SHORT TASK:
Rewrite the entries from the very first one through the line containing "[(53, 59), (87, 211)]", both ends included, keeping every request. Multiply each pixel coordinate in the answers by 2.4 and round to the nearest whole number, with halves rounded up. Leave the pictures out.

DATA FOR PROCESSING:
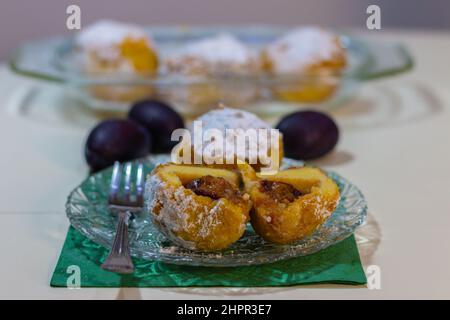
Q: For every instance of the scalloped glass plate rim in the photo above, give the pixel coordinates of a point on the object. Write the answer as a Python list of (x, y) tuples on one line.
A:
[(233, 257)]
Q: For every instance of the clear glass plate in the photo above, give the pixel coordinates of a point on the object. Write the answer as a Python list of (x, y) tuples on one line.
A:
[(53, 59), (87, 211)]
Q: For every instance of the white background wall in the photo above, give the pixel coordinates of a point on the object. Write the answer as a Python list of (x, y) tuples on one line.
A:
[(21, 20)]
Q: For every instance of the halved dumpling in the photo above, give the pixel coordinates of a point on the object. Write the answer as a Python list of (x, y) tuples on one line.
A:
[(291, 204), (198, 208)]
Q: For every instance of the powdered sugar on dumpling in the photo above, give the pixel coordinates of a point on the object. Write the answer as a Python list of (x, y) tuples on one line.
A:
[(223, 48), (302, 47)]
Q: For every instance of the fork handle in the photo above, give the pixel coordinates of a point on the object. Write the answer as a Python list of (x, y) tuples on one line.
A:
[(119, 259)]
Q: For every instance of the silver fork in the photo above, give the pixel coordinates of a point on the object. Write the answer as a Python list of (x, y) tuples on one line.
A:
[(125, 206)]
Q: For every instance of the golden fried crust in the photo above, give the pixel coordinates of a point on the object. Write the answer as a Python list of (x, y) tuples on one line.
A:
[(193, 221), (282, 222)]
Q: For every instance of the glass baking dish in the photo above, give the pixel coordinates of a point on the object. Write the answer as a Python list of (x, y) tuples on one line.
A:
[(54, 60)]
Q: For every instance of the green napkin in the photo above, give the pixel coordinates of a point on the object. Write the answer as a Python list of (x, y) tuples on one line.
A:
[(337, 264)]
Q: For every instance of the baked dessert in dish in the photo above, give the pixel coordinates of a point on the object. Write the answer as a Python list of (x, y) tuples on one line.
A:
[(313, 54), (196, 207), (203, 61), (110, 48), (223, 119), (291, 204)]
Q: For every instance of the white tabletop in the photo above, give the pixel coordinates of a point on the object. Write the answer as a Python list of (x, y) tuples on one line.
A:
[(394, 146)]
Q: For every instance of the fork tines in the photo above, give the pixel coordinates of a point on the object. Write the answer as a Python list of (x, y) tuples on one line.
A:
[(127, 198)]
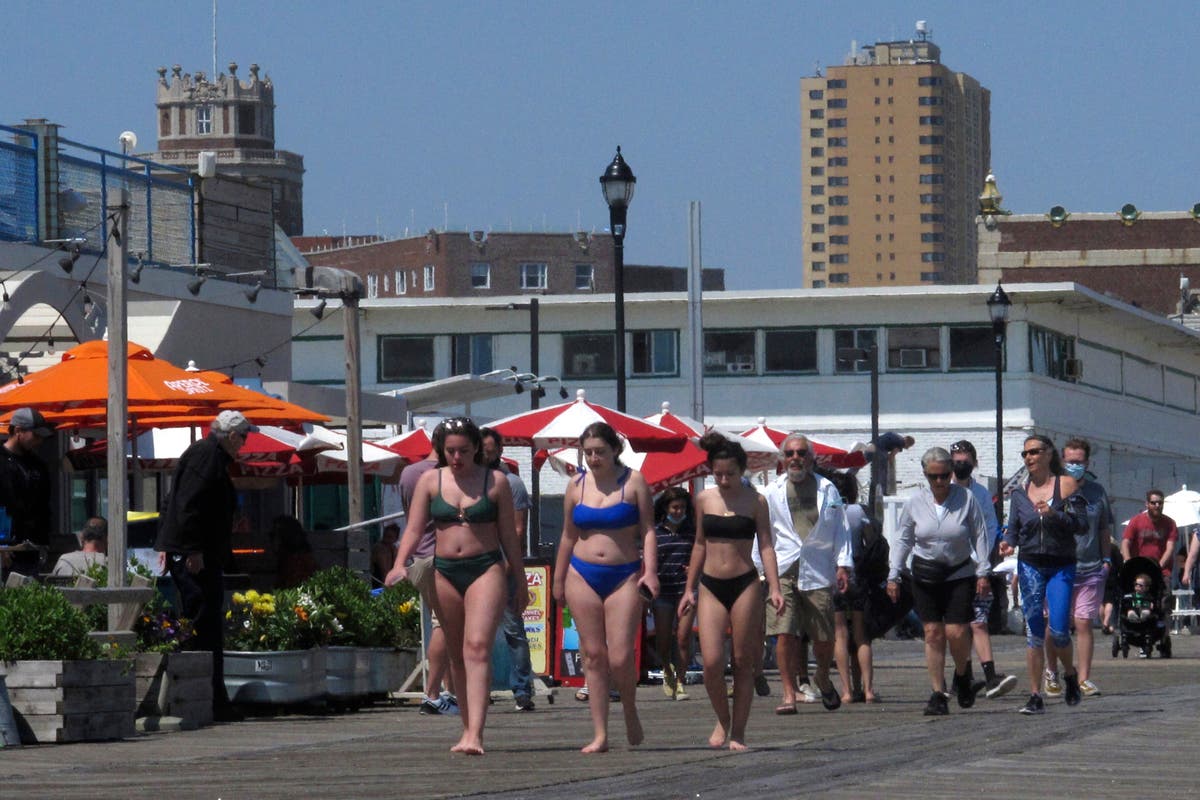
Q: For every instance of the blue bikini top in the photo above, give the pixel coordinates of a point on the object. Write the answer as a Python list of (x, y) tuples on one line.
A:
[(613, 517)]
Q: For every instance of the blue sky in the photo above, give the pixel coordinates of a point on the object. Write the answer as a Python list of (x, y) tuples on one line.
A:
[(502, 115)]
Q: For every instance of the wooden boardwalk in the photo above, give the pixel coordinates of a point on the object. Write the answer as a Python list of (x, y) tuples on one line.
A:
[(1143, 732)]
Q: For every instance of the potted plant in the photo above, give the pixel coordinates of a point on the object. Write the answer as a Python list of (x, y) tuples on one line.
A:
[(60, 687)]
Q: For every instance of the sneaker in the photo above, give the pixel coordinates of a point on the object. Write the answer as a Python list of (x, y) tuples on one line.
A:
[(1072, 696), (937, 707), (1051, 685), (1033, 705), (1001, 685), (963, 687), (805, 693)]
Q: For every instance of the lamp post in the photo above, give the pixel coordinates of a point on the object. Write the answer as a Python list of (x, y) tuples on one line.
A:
[(617, 184), (997, 308)]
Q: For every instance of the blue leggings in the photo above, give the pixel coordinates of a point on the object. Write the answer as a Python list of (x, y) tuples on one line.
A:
[(1045, 589)]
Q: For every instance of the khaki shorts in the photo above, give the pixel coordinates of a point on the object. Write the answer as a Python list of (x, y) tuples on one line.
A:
[(809, 611), (420, 575)]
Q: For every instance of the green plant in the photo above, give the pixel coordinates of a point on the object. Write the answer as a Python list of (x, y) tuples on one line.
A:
[(37, 623)]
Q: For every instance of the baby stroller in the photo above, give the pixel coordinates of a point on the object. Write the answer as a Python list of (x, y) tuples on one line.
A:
[(1141, 618)]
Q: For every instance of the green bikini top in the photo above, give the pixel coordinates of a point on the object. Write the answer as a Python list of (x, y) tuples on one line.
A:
[(481, 510)]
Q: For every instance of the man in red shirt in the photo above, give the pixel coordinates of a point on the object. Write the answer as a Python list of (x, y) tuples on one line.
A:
[(1152, 534)]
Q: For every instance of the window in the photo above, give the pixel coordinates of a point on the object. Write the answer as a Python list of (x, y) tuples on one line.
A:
[(655, 353), (972, 348), (729, 353), (790, 352), (472, 353), (588, 355), (915, 348), (533, 276), (406, 359), (203, 120), (847, 343), (585, 277), (1049, 353), (480, 277)]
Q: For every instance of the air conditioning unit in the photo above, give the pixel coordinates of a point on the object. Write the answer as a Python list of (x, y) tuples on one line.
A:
[(912, 359)]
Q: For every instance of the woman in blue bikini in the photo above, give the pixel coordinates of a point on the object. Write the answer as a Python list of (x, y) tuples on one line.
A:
[(472, 510), (607, 516), (730, 518)]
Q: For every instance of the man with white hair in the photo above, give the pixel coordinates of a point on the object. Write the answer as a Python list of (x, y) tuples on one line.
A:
[(813, 545), (195, 539)]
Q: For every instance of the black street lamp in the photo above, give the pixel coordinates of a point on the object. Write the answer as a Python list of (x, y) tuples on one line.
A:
[(997, 308), (617, 184)]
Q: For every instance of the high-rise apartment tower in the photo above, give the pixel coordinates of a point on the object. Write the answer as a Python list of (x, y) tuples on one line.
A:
[(895, 149)]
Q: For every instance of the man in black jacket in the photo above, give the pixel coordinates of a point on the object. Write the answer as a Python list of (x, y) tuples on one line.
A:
[(195, 539)]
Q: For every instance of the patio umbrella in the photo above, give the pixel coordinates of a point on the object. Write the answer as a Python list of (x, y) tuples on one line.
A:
[(660, 469), (559, 426), (826, 455)]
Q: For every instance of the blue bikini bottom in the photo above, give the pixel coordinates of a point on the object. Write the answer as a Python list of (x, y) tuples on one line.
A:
[(604, 578)]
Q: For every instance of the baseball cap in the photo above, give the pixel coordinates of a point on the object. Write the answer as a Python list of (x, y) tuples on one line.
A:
[(28, 419), (233, 422)]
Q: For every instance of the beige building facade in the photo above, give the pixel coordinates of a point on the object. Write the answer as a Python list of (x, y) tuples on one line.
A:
[(895, 148)]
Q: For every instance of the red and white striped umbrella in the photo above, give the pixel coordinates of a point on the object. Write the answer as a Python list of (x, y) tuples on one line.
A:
[(559, 426)]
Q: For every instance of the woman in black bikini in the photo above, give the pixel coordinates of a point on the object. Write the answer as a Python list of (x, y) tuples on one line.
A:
[(729, 518), (472, 510), (607, 515)]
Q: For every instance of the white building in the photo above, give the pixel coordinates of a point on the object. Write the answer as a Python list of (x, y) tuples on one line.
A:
[(1077, 364)]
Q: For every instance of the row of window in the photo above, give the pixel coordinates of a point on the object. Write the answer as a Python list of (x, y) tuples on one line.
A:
[(749, 352)]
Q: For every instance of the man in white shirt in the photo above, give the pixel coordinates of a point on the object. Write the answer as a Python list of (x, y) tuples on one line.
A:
[(814, 549)]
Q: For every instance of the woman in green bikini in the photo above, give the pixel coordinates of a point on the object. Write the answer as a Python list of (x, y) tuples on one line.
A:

SOLUTION TO THE EXERCISE:
Q: For every instance of the scalloped glass plate rim in the photo above, give the pixel coordinates of a point on the object. Write the answer as a Python list of (x, y) tuples on one line.
A:
[(559, 617)]
Q: For every instance of the clear glass plate in the photo above, give the pixel coordinates of a point on the object. Write the answer as a Python list of (x, y) tuples on one line.
A:
[(127, 142), (209, 506)]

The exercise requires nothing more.